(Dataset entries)
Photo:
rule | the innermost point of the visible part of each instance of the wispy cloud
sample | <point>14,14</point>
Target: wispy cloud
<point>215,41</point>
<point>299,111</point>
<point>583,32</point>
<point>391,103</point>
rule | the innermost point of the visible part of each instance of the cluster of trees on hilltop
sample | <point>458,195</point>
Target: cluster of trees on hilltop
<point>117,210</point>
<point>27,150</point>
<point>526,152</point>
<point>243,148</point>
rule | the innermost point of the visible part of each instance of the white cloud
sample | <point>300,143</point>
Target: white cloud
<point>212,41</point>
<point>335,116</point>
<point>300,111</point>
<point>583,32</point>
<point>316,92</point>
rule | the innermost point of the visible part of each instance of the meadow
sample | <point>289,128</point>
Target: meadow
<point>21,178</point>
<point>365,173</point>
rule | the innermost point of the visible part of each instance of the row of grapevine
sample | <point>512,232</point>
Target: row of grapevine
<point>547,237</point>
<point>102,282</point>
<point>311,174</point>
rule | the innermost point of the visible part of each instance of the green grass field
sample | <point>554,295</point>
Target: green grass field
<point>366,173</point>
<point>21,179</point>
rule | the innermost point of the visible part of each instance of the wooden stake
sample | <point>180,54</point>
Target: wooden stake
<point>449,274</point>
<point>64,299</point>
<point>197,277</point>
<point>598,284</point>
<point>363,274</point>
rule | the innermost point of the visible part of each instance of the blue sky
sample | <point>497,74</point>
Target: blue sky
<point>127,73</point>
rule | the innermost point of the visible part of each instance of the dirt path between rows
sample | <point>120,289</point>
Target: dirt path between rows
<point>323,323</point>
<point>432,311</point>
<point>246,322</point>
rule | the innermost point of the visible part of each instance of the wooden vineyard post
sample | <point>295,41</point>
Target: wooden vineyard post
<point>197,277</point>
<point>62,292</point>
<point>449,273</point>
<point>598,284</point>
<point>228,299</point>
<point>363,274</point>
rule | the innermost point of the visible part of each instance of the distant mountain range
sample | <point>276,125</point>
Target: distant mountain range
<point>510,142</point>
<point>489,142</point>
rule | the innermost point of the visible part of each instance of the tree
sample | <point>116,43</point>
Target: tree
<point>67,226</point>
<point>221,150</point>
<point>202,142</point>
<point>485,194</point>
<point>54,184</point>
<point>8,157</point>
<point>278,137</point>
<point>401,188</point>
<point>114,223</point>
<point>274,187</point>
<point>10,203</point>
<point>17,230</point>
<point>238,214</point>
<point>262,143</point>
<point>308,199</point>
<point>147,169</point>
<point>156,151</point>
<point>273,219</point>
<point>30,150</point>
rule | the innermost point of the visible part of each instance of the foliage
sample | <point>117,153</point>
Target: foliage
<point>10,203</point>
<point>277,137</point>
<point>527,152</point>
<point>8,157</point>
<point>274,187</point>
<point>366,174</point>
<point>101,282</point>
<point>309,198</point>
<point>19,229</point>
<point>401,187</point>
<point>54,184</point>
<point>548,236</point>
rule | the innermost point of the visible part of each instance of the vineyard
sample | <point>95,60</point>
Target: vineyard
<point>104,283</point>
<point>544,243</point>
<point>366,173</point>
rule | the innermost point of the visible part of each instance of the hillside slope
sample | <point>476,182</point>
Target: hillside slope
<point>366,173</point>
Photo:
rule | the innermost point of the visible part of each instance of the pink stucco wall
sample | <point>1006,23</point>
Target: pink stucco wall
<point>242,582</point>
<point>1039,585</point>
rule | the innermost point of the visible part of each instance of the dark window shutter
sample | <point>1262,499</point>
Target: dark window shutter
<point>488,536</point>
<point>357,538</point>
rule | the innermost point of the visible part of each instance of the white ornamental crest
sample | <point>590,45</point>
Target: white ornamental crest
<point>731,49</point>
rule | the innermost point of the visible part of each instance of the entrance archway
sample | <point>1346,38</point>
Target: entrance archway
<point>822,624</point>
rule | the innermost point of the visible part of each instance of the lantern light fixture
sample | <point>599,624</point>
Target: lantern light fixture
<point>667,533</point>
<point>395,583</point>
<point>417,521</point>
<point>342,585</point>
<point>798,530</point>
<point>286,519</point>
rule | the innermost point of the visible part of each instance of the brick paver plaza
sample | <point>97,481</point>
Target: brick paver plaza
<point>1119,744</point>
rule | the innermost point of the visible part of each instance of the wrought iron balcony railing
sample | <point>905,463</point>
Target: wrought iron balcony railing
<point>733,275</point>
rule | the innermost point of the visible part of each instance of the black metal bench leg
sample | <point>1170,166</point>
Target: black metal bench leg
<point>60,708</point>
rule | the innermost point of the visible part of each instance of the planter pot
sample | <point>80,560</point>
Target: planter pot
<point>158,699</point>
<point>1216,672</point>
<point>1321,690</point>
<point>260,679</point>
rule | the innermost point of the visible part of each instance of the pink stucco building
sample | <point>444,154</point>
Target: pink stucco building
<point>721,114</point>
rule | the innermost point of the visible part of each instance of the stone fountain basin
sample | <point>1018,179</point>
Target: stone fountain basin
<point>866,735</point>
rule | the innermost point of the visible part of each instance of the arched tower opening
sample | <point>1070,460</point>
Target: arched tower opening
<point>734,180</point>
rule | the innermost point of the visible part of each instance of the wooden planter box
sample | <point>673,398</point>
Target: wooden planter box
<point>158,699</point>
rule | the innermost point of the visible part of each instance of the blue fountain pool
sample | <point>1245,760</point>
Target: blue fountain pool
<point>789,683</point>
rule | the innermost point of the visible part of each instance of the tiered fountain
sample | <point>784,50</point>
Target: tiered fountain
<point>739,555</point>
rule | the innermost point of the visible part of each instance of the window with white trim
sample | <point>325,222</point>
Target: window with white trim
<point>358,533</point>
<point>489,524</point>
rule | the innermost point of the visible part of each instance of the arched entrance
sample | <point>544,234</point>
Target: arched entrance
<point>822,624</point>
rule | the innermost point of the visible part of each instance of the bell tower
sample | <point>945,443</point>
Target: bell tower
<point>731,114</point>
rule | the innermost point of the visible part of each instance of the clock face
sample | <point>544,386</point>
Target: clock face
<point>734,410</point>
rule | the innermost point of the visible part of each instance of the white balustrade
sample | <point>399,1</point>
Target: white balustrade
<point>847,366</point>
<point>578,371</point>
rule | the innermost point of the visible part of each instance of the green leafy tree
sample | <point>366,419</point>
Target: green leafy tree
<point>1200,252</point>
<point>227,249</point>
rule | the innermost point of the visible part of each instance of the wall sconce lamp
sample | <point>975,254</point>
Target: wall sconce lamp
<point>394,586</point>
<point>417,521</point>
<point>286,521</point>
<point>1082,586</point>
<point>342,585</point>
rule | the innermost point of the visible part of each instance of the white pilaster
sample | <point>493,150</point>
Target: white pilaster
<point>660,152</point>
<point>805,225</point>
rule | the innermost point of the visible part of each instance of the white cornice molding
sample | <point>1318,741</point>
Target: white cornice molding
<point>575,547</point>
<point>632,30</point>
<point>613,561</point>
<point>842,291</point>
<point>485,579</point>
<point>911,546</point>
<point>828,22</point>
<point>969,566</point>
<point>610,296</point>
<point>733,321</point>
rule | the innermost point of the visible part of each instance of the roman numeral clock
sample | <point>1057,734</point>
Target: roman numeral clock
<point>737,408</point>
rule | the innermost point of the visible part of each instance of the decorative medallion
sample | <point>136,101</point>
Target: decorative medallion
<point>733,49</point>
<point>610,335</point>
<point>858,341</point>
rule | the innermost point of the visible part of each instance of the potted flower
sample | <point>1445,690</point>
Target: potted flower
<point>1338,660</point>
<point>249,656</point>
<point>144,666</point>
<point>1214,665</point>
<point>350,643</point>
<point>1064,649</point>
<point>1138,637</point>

### Work to be completed
Print out the records exactly as they were entered.

### Answer area
Photo:
rule | the innermost point of the visible part of each instance of the wispy cloud
sample | <point>14,14</point>
Target: wispy cloud
<point>215,41</point>
<point>299,111</point>
<point>583,32</point>
<point>391,103</point>
rule | the innermost point of the visible part of each instance of the cluster of trees on hilltop
sample | <point>458,195</point>
Target: cluster of trees on hilltop
<point>117,210</point>
<point>27,150</point>
<point>526,152</point>
<point>243,148</point>
rule | the innermost point of the visible part of each instance of the white cloud
sample | <point>300,143</point>
Target: white cloud
<point>212,41</point>
<point>335,116</point>
<point>300,111</point>
<point>583,32</point>
<point>316,92</point>
rule | the innermost point of the visible part of each instance of the meadow
sample | <point>289,128</point>
Target: meadow
<point>21,178</point>
<point>365,173</point>
rule | the innermost point of the visible part of each instance of the row of grapevine
sample | <point>512,232</point>
Target: row of grapevine
<point>547,237</point>
<point>102,282</point>
<point>311,174</point>
rule | the innermost point of the visible part of each instance of the green grass field
sample | <point>554,295</point>
Target: green grass field
<point>366,173</point>
<point>21,179</point>
rule | the innermost point of the visible part of each instance of the wooden stake
sample | <point>180,54</point>
Target: wooden stake
<point>449,274</point>
<point>64,299</point>
<point>197,277</point>
<point>598,284</point>
<point>363,274</point>
rule | the innermost point of the visible part of each instance of the blue sky
sample | <point>497,74</point>
Target: blue sky
<point>127,73</point>
rule | the innermost point of the visible part of each instance of the dirt path between rows
sample | <point>120,289</point>
Target: dirt path between rows
<point>323,323</point>
<point>432,311</point>
<point>246,322</point>
rule | the innermost point of the visible part of each instance of the wooden vineyard post
sample | <point>295,41</point>
Target: wooden vineyard post
<point>197,277</point>
<point>62,292</point>
<point>449,273</point>
<point>598,284</point>
<point>228,299</point>
<point>363,274</point>
rule | the innermost point of the visible part of each instance of the distant mountain range
sample | <point>276,125</point>
Target: distant mountain range
<point>510,142</point>
<point>489,142</point>
rule | the innermost point of the visible part of each instance of the tree
sample | <point>116,43</point>
Target: tree
<point>67,226</point>
<point>221,150</point>
<point>202,142</point>
<point>485,194</point>
<point>54,184</point>
<point>8,157</point>
<point>278,137</point>
<point>401,188</point>
<point>114,223</point>
<point>274,187</point>
<point>10,203</point>
<point>17,230</point>
<point>238,214</point>
<point>262,143</point>
<point>308,199</point>
<point>147,169</point>
<point>156,151</point>
<point>273,219</point>
<point>30,150</point>
rule | the innermost point of the visible part of each instance of the foliage
sample | <point>117,153</point>
Target: foliage
<point>10,203</point>
<point>277,137</point>
<point>527,152</point>
<point>8,157</point>
<point>274,187</point>
<point>366,174</point>
<point>101,282</point>
<point>309,198</point>
<point>19,229</point>
<point>401,187</point>
<point>54,184</point>
<point>548,236</point>
rule | the innermost point of the visible part of each instance of the vineyard
sample | <point>95,60</point>
Target: vineyard
<point>104,283</point>
<point>544,243</point>
<point>366,173</point>
rule | the innermost point of the visible part of each instance of the hillside slope
sample | <point>476,182</point>
Target: hillside slope
<point>366,173</point>
Photo:
rule | the innermost point of the visible part of each instance of the pink stucco wall
sample | <point>1006,23</point>
Target: pink stucco wall
<point>242,582</point>
<point>1039,585</point>
rule | the innermost point of the visible part of each instance of the dark window shutter
sample | <point>1262,499</point>
Target: dark window shutter
<point>488,536</point>
<point>357,538</point>
rule | the innermost point of the visible part of each instance of the white ornamental crest
sample | <point>590,45</point>
Target: white ornamental crest
<point>731,49</point>
rule | the innermost point of the visible part of each instance of the entrance archway
sample | <point>1346,38</point>
Target: entrance archway
<point>822,624</point>
rule | the innermost point of the visible part of each instance of the lantern light fixture
sample | <point>599,624</point>
Target: lantern light fixture
<point>667,533</point>
<point>395,583</point>
<point>417,521</point>
<point>342,585</point>
<point>798,530</point>
<point>286,519</point>
rule | the innermost point of the visible part of each instance of the brick paver plaza
sample | <point>97,481</point>
Target: brick paver plaza
<point>1119,744</point>
rule | the innermost point of the visible part of each instance of the wrought iron balcony railing
sample | <point>905,463</point>
Target: wrought iron balcony railing
<point>733,275</point>
rule | the innermost point of the visible part of each instance of the black metal bench leg
sample | <point>1170,166</point>
Target: black metal bench leg
<point>60,708</point>
rule | the innermost point of the visible part of each instance of the planter pot
sample | <point>80,560</point>
Target: planter pot
<point>158,699</point>
<point>1216,672</point>
<point>1321,690</point>
<point>260,679</point>
rule | the innermost point of the visible part of each instance of the pink stucco building
sample | <point>444,154</point>
Target: pink stucco building
<point>721,114</point>
rule | the innermost point of the visible part of each instance of the stone fountain basin
sample | <point>1018,179</point>
Target: stone fountain basin
<point>866,735</point>
rule | the innermost point of the visible part of each instance of the arched tower opening
sample | <point>1070,460</point>
Target: arched tower opening
<point>734,180</point>
rule | the innermost point of the visible part of each instance of the wooden planter box
sample | <point>673,398</point>
Target: wooden planter box
<point>158,699</point>
rule | the innermost point of the visible part of each instance of the blue fountain pool
sample | <point>1245,760</point>
Target: blue fountain pool
<point>789,683</point>
rule | the innermost point of the visible part of each instance of the tiered fountain
sample | <point>784,50</point>
Target: tiered fountain
<point>739,555</point>
rule | the innermost point of the visible part of each instance of the window with white trim
sample | <point>325,222</point>
Target: window with white trim
<point>358,533</point>
<point>489,524</point>
rule | the innermost point of the visible part of each instance of the arched entrance
sample | <point>544,234</point>
Target: arched entrance
<point>822,624</point>
rule | the innermost point of the visible part of each instance of the bell tower
sample | <point>945,443</point>
Target: bell tower
<point>731,114</point>
rule | the innermost point of the visible part of each instance of the clock face
sample | <point>544,386</point>
Target: clock face
<point>734,410</point>
rule | the innermost point of the visible part of each instance of the white balustrade
sample | <point>399,1</point>
Target: white balustrade
<point>847,366</point>
<point>578,371</point>
rule | the innermost point of the visible part of each instance of the green leafy tree
sample | <point>366,419</point>
Target: green leafy tree
<point>1200,252</point>
<point>227,249</point>
rule | the innermost point of the visible part of each instance of the wall sconce lamp
sample | <point>975,254</point>
Target: wall sconce lamp
<point>394,586</point>
<point>417,521</point>
<point>286,521</point>
<point>1082,586</point>
<point>342,585</point>
rule | the innermost point of the visible part of each instance of the white pilaster
sample | <point>493,150</point>
Target: white pilaster
<point>660,152</point>
<point>805,225</point>
rule | the innermost point of the visible part of each instance of the white cornice molding
sample | <point>1318,741</point>
Target: white cornice molding
<point>575,547</point>
<point>632,30</point>
<point>613,561</point>
<point>842,291</point>
<point>485,579</point>
<point>911,546</point>
<point>828,22</point>
<point>969,566</point>
<point>610,296</point>
<point>733,321</point>
rule | the innermost point of the visible part of each instance of the roman numeral clock
sample | <point>1057,734</point>
Target: roman numeral clock
<point>737,408</point>
rule | the innermost point of the visible part of each instance of the decorative medallion
sample | <point>136,101</point>
Target: decorative medallion
<point>733,49</point>
<point>610,335</point>
<point>858,341</point>
rule | the innermost point of the visible part of each instance of the potted flower
sample | <point>1445,690</point>
Target: potted flower
<point>1338,660</point>
<point>249,656</point>
<point>144,666</point>
<point>1214,665</point>
<point>350,643</point>
<point>1064,649</point>
<point>1138,637</point>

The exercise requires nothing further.